- **Extracted information**:
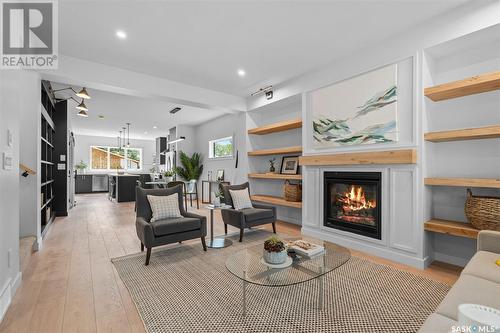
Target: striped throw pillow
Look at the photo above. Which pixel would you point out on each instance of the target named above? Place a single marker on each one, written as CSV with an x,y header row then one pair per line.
x,y
164,206
241,199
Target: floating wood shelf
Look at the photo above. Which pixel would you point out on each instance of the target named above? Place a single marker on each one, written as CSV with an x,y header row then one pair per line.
x,y
464,182
472,85
490,132
276,127
460,229
276,151
26,169
275,201
274,176
405,156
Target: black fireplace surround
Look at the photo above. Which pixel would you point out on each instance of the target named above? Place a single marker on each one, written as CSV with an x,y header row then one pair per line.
x,y
352,202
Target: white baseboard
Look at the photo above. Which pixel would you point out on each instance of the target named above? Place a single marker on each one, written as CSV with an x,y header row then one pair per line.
x,y
457,261
368,248
7,292
5,298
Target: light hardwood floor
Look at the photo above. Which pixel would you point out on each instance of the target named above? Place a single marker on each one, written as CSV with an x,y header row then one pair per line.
x,y
72,286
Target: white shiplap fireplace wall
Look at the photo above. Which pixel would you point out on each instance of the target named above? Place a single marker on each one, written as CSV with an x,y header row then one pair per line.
x,y
402,233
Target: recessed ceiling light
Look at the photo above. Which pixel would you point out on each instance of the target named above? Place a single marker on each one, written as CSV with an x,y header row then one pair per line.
x,y
121,34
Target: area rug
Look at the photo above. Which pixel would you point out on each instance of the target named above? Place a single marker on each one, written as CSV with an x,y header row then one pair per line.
x,y
187,290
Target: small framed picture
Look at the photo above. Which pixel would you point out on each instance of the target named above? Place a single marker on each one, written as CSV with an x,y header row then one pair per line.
x,y
220,175
290,165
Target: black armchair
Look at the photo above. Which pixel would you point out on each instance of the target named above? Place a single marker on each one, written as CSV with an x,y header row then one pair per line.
x,y
166,231
248,217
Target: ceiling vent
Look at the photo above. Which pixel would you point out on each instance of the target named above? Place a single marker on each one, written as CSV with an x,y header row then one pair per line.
x,y
175,110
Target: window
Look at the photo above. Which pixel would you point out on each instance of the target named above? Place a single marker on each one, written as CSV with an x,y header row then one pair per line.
x,y
112,158
221,148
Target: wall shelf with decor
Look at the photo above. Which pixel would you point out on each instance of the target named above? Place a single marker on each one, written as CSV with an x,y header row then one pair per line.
x,y
276,151
274,176
275,134
456,154
279,201
479,133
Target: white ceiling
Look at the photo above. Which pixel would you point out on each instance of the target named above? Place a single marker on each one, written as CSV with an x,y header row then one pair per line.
x,y
142,113
204,43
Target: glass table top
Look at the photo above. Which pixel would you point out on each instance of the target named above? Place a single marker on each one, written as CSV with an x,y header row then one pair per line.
x,y
246,265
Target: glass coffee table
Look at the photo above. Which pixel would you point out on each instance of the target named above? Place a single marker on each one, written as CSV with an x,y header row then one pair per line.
x,y
248,267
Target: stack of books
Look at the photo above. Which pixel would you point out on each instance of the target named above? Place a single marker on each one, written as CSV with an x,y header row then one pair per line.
x,y
305,248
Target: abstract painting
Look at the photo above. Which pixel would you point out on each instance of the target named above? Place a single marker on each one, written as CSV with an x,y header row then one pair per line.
x,y
361,110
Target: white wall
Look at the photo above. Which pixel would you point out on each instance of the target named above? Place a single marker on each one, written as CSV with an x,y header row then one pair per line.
x,y
10,108
83,143
233,124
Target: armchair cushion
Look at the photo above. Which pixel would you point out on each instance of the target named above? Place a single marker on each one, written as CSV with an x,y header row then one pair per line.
x,y
227,194
143,206
254,214
175,225
164,206
241,199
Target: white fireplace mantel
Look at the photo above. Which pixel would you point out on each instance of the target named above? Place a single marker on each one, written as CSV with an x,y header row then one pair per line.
x,y
402,237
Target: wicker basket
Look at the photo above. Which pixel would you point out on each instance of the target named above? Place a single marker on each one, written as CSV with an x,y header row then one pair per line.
x,y
483,212
292,192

- **Task objective**:
Write out, word for word, the line containing "Target: glass coffee table" and every line after it to the end of the data above.

- **The completed task**:
Target: glass coffee table
Look at the photo above. Which pixel would you point out on each instance of the target named above? Place a single marker on each one, written as CSV with an x,y header row then one pair per line.
x,y
248,267
Target: stack of books
Look at the photo above. Which pixel would you point out on each instance of the target named above? Place a single marker on each one, written as CSV with an x,y header row then one pair per line.
x,y
305,248
Target: abstract painting
Look at the photo above. Which pixel would you point out on each instance of the target named above? Place a single marker on each one, written as CSV with an x,y header row then one pair per line.
x,y
361,110
Target: white wall
Look at the photo above. Which pixel would you point out on each instance of the target named above? Place a single marker on each one, written as CSV with an x,y header row then one pair per line.
x,y
10,108
83,143
233,124
Target: armchair cushion
Look at the photo above. Which pixel would you point out on each instance of the target named above? Place a single marker on each one, written as CSV with an x,y header row then one pair per line.
x,y
227,194
143,206
254,214
175,225
164,206
241,199
Target: white fireplace mantel
Look at the photo above. Which pixel would you point out on each instance of the target named above? Place a single marker on each one, written as CSV with an x,y header row then one pair per line.
x,y
402,237
Target: wicker basket
Look at the photo above. Which pixel would you point out on each instance of the target named above? Place a single marker on each one, written as CSV with an x,y header row then one pair per line.
x,y
483,212
292,192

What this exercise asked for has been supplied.